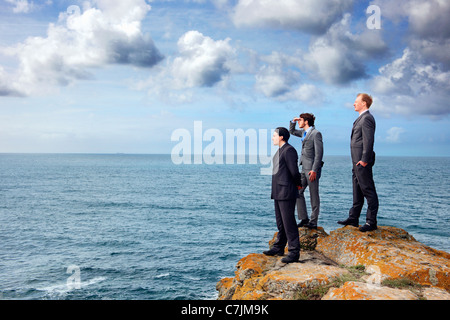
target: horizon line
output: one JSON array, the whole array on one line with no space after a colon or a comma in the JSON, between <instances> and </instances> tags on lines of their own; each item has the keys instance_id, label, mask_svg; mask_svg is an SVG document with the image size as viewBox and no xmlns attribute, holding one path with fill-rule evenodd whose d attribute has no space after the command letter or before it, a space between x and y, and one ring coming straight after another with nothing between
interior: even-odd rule
<instances>
[{"instance_id":1,"label":"horizon line","mask_svg":"<svg viewBox=\"0 0 450 320\"><path fill-rule=\"evenodd\" d=\"M140 153L140 152L136 152L136 153L126 153L126 152L1 152L0 151L0 155L142 155L142 156L171 156L171 153ZM191 153L189 154L191 157L195 156L195 155L200 155L200 154L194 154ZM227 155L231 155L231 154L218 154L217 156L220 157L224 157ZM258 156L258 154L233 154L235 157L237 156L245 156L245 157L249 157L249 156ZM328 154L328 155L324 155L324 157L349 157L350 155L348 154ZM380 155L377 154L377 157L409 157L409 158L450 158L450 155Z\"/></svg>"}]
</instances>

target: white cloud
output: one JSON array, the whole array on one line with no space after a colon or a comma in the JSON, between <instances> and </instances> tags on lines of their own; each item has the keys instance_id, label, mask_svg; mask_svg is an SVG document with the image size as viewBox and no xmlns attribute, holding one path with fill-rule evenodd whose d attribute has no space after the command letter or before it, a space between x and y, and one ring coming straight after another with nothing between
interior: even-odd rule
--------
→ **Exercise goal**
Each line in the entries above that includes the string "target" should be extracted.

→ **Problem solution**
target: horizon line
target: white cloud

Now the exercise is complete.